* Begin EXCERPT *
Hidden Valley High School is a public high school in Roanoke County, Virginia. It is one of the five high schools in the Roanoke County Public Schools system. The other four high schools which serve Roanoke County are Cave Spring High School, Glenvar High School, Northside High School and William Byrd High School.

History

Hidden Valley High School was opened for the 2002–03 school year by Roanoke County public schools in response to overcrowding at Cave Spring High School. Enrollment at Cave Spring was limited to grades 10–12 in contrast to the contemporary educational preference to house grades 6–8 in middle school and grades 9–12 in high school. Hidden Valley was the first new high school opened in the immediate Roanoke Valley because of increased enrollment since the 1960s. There was significant debate about whether to split Cave Spring's student population into two schools or keep it intact in a renovated or newly constructed building because of the school's well-regarded reputation in academics. Eventually, Roanoke County decided to build a second high school for southwest county.

The name Hidden Valley was selected to correspond to Hidden Valley Middle School in southwest county.  The high school is not in the Hidden Valley section of Roanoke County and is a little over  from the middle school.  Woods End, the designation for the tract of land, was also considered for the new school's name.  The incoming student population selected the nickname Titans in response to the film Remember the Titans which dramatized the 1971 state-championship football team from T. C. Williams High School of Alexandria, Virginia which was released two years earlier.

Academics

Hidden Valley High School is a comprehensive high school which includes grades 9–12 with a student enrollment of 1,211. The school offers courses in multiple academic disciplines including Advanced Placement courses. The core classes provided include English, social studies, health/PE, math, and science. Specialty classes are also provided and include art, business, computer science, foreign language, marketing, music, technology education, and theater arts. Specialized arts and vocational education is available at places like Arnold R. Burton Technology Center in Salem, or the Roanoke Valley Governor's School for Science and Technology in Roanoke. Pass rates for Virginia's Standards of Learning tests average over 90%, which makes the school fully accredited.
* End EXCERPT *
TO DO:
a. What nickname did the incoming students pick for the new school, according to the Hidden Valley High School text?
b. Revise the Hidden Valley High School text, starting at "Hidden Valley High School was" and ending at "for southwest county.", so that "Roanoke County" becomes "the county" throughout.
* Begin GIVEN INFORMATION *
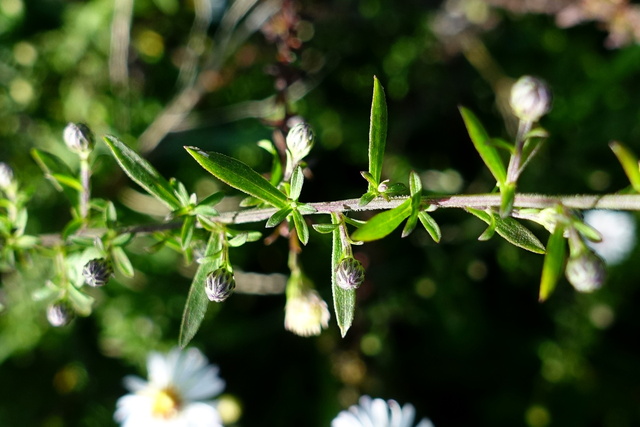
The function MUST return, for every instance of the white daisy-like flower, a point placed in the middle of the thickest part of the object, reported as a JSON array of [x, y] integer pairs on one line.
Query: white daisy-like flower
[[177, 393], [618, 231], [378, 413]]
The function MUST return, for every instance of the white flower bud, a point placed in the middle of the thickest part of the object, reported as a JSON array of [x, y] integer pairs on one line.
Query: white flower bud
[[60, 314], [586, 271], [306, 313], [349, 273], [219, 284], [78, 138], [97, 272], [300, 140], [530, 98], [6, 176]]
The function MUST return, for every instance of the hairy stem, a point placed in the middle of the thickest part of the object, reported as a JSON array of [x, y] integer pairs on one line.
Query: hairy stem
[[629, 202]]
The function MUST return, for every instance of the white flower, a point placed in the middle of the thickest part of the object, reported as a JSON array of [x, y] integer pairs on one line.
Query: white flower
[[176, 394], [618, 231], [306, 313], [378, 413]]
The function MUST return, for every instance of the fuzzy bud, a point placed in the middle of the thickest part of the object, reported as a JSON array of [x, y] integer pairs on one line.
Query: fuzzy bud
[[60, 314], [97, 272], [530, 98], [300, 140], [586, 271], [350, 273], [78, 138], [219, 284], [6, 176]]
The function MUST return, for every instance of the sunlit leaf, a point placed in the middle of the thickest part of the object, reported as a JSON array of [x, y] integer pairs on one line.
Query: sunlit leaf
[[142, 172], [240, 176], [384, 223], [197, 301], [377, 132], [511, 230], [553, 265], [484, 146], [344, 301]]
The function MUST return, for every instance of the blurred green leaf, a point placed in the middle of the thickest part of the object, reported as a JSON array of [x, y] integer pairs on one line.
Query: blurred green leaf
[[377, 133], [629, 163], [484, 146], [511, 230], [430, 225], [384, 223], [197, 301], [142, 172], [239, 176], [553, 265], [344, 301]]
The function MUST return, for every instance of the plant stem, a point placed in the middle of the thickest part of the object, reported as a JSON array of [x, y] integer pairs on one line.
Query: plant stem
[[628, 202]]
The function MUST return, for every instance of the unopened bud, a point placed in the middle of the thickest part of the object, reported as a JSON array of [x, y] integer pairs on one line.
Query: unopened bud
[[586, 271], [300, 140], [6, 176], [97, 272], [78, 137], [60, 313], [219, 284], [349, 273], [530, 98]]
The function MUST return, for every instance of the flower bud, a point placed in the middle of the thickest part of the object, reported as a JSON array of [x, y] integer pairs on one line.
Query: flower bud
[[6, 176], [300, 140], [60, 313], [78, 138], [530, 98], [219, 284], [306, 313], [97, 272], [586, 271], [350, 273]]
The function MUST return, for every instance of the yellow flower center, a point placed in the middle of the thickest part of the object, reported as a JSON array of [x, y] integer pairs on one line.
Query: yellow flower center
[[166, 404]]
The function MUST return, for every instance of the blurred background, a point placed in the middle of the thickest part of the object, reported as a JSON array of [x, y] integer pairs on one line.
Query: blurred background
[[454, 328]]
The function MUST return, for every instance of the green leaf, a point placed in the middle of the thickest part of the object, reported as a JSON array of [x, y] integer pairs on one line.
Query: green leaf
[[278, 217], [239, 176], [344, 301], [297, 179], [197, 302], [142, 172], [121, 261], [53, 166], [377, 132], [186, 234], [384, 223], [484, 146], [629, 163], [366, 198], [324, 228], [301, 227], [431, 226], [511, 230], [553, 265]]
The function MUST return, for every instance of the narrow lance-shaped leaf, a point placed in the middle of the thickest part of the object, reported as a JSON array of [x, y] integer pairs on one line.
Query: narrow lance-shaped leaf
[[553, 265], [377, 132], [344, 301], [629, 163], [197, 302], [511, 230], [384, 223], [484, 146], [142, 172], [240, 176]]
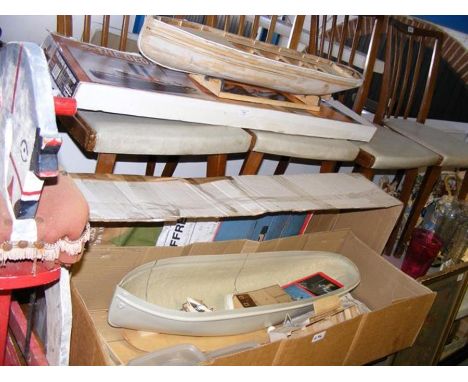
* End GIVEN INFORMATION *
OUTPUTS IN ORDER:
a. Titans

b.
Hidden Valley High School was opened for the 2002–03 school year by the county public schools in response to overcrowding at Cave Spring High School. Enrollment at Cave Spring was limited to grades 10–12 in contrast to the contemporary educational preference to house grades 6–8 in middle school and grades 9–12 in high school. Hidden Valley was the first new high school opened in the immediate Roanoke Valley because of increased enrollment since the 1960s. There was significant debate about whether to split Cave Spring's student population into two schools or keep it intact in a renovated or newly constructed building because of the school's well-regarded reputation in academics. Eventually, the county decided to build a second high school for southwest county.